Middlesbrough constituency
| Candidate | Isaac Wilson | Samuel Sadler |
| Party | Liberal | Conservative |
| Popular vote | 5,307 | 2,415 |
| Percentage | 68.7% +15.4 p.p. | 31.3% +9.3 p.p. |
| MP before election Henry Bolckow Liberal | Elected MP Isaac Wilson Liberal |

= 1878 Middlesbrough by-election =

UK Parliament by-election

The 1878 Middlesbrough by-election was a parliamentary by-election held on 5 July 1878 to elect a new Member of Parliament (MP) for the British House of Commons constituency of Middlesbrough in the North Riding of Yorkshire.

== Vacancy ==
The vacancy was caused by the death on 18 June 1878 of the town's Liberal MP, Henry Bolckow.

The town of Middlesbrough had been enfranchised by the Representation of the People Act 1867, and at the United Kingdom general election the industrialist Henry Bolckow had been elected unopposed as its first Member of Parliament (MP). In 1853, he had become the town's first mayor.

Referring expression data
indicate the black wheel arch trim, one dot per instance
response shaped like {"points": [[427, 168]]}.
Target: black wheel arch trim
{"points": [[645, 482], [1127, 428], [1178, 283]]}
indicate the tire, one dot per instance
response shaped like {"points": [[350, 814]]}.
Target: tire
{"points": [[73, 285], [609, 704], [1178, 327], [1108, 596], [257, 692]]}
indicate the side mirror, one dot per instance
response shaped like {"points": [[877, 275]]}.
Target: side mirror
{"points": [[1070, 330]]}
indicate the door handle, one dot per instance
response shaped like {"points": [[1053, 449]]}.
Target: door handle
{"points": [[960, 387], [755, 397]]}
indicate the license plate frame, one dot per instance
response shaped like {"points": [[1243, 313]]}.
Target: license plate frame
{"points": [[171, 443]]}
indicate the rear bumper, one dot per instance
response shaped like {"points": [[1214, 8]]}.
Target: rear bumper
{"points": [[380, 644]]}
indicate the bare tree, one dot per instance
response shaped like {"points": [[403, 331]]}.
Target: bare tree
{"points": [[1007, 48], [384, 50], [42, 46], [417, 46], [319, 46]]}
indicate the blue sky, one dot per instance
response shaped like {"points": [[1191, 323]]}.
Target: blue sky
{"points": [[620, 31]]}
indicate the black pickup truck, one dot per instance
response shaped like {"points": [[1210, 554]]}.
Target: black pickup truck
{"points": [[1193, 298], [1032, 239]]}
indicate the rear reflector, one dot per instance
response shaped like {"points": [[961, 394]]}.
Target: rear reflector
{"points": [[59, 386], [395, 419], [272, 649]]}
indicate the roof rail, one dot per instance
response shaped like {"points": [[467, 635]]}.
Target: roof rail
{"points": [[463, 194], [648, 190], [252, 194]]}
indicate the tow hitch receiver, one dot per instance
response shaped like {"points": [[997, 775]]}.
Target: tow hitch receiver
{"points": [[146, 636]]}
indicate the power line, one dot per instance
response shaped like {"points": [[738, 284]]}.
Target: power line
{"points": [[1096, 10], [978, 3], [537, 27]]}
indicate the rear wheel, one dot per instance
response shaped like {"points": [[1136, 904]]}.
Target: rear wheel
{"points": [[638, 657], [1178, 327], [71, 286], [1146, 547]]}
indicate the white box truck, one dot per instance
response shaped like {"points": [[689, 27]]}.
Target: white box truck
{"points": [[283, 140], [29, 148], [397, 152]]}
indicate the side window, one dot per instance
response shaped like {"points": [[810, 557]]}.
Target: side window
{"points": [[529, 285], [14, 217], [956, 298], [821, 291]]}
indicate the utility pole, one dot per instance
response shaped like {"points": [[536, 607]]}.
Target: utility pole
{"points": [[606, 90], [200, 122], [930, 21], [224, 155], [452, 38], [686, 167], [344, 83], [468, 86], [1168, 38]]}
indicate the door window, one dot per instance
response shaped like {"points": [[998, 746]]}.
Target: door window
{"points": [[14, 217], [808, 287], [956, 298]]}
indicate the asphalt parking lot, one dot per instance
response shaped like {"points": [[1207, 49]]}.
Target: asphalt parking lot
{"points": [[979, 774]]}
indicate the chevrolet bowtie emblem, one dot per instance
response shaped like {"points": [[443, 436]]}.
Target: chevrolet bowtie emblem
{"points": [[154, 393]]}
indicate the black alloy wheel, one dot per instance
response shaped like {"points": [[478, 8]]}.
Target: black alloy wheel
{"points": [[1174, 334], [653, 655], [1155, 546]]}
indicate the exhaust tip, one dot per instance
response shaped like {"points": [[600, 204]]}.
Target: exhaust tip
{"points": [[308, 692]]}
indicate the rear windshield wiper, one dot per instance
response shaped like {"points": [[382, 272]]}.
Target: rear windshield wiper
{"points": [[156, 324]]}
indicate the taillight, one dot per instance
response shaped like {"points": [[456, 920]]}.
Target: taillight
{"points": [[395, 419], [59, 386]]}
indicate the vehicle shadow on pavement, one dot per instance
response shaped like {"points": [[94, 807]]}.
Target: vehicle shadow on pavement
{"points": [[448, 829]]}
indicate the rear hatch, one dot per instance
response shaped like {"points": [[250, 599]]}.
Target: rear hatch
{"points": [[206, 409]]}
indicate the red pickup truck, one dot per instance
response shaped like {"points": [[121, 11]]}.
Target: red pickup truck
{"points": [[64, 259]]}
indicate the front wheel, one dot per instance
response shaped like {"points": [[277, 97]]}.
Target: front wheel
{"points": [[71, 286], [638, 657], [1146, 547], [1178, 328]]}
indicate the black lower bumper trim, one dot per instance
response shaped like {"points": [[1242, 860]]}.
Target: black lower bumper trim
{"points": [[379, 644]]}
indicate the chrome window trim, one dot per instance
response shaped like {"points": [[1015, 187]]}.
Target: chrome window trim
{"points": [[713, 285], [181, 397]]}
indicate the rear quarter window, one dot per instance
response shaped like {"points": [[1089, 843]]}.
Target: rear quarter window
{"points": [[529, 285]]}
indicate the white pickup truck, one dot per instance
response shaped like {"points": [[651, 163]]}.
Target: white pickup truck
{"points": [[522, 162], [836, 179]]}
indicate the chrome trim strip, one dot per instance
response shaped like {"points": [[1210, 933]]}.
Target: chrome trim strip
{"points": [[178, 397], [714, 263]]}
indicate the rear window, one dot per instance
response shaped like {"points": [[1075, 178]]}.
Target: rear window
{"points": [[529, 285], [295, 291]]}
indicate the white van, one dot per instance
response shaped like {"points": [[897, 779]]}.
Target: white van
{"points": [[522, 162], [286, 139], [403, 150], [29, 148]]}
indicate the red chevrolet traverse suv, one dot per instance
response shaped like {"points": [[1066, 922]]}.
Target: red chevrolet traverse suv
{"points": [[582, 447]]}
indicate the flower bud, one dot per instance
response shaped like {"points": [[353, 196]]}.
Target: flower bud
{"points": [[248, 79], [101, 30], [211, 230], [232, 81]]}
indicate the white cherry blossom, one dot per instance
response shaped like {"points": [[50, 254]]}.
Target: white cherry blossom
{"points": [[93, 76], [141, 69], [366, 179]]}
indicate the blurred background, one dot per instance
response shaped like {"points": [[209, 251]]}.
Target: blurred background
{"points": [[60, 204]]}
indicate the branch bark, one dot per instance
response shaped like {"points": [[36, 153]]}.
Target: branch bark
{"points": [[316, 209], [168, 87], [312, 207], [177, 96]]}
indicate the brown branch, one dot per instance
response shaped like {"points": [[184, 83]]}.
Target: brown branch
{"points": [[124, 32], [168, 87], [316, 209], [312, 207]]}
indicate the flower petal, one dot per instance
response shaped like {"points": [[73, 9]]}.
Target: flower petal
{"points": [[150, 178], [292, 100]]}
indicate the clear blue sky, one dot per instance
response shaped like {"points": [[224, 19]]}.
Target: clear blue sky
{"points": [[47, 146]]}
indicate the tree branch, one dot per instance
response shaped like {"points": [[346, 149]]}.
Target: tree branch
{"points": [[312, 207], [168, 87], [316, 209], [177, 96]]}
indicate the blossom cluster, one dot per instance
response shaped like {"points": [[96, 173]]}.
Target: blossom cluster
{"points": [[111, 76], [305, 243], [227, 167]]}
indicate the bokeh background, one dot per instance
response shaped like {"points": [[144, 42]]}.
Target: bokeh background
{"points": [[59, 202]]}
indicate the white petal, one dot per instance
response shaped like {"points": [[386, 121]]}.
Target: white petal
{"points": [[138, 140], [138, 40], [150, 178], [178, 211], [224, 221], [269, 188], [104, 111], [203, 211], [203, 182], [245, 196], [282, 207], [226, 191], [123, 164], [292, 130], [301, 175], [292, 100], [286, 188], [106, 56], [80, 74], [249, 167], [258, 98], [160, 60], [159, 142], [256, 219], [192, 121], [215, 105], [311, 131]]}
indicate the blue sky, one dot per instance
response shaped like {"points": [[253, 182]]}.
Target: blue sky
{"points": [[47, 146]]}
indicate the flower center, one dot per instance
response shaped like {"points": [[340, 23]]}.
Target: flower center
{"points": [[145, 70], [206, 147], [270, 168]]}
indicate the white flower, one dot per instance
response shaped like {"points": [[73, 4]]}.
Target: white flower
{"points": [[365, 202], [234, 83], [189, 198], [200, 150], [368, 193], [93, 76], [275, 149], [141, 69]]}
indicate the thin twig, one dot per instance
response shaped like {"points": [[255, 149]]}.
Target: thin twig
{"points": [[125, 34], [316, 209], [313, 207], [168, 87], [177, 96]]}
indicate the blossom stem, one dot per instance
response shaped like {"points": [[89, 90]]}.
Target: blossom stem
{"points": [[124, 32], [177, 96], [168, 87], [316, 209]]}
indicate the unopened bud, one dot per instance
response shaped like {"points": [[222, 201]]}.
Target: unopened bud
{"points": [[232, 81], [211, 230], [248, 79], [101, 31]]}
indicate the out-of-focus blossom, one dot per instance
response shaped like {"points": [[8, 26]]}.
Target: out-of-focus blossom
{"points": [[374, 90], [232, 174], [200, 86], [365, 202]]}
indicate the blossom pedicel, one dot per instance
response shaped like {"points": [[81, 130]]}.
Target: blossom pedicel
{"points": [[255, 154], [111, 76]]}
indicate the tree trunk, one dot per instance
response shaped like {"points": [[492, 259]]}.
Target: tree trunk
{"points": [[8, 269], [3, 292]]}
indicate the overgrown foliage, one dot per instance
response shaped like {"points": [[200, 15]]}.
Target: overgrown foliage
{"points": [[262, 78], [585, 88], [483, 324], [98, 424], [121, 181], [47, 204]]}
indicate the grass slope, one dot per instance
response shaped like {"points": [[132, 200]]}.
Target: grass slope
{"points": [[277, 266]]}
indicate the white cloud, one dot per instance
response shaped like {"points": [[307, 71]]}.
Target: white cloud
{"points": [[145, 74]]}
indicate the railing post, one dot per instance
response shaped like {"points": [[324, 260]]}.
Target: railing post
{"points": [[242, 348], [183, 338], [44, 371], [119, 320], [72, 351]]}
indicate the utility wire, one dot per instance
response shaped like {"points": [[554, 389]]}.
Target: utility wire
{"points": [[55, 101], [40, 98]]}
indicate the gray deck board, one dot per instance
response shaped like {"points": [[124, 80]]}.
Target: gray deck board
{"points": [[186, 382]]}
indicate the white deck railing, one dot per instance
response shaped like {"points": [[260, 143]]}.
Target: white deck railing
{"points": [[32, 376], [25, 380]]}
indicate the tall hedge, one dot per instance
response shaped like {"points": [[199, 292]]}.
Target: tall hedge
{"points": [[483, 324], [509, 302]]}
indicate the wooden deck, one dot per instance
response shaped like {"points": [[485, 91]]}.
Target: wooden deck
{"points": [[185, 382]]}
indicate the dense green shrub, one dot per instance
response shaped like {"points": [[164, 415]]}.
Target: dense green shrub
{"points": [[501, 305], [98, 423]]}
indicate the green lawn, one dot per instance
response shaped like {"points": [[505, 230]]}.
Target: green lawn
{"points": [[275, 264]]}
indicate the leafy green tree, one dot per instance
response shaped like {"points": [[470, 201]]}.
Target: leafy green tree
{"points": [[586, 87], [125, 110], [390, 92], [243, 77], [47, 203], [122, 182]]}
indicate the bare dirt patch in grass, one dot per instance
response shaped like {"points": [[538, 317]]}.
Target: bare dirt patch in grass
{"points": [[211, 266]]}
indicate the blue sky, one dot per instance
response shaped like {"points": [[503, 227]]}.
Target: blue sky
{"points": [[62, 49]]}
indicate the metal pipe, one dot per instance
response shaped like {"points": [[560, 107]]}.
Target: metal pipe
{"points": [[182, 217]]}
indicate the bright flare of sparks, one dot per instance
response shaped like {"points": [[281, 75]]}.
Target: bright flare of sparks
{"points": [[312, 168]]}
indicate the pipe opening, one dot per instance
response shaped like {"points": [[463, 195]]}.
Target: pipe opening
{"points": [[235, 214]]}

* **ACTIVITY**
Resume the Middlesbrough by-election text after its last sentence, keeping its encyclopedic tone.

* **OUTPUT BELOW**
== Candidates ==
Two candidates were nominated.

The Conservative Party candidate was Samuel Sadler, the owner of a major chemicals business in the town, and Mayor of Middlesbrough in 1877. The Liberal Party selected Isaac Wilson, whose railway locomotive business had been merged in 1865 to Hopkins, Gilkes & Co. Wilson had been Mayor in 1854.

== Result ==
The result was a victory was for Wilson, who held the seat for the Liberals with a comfortable majority of 37.4% of the votes.

Middlesbrough by-election, 5 July 1878
| Party |  | Candidate | Votes | % | ±% |
|---|---|---|---|---|---|
|  | Liberal | Isaac Wilson | 5,307 | 68.7 | +9.3 |
|  | Conservative | Samuel Sadler | 2,415 | 31.3 | +15.4 |
| Majority |  |  | 2,902 | 37.4 | +2.6 |
| Turnout |  |  | 7,722 | 65.3 | −5.3 |
|  | Liberal hold |  | Swing | +1.4 |  |

== Aftermath ==
Wilson held the seat until he stood down at the 1892 general election.

Sadler did not stand again until the 1895 general election, when he was also unsuccessful. But he finally won the seat at the 1900 general election, 22 years after the by-election. He was defeated at the 1906 general election.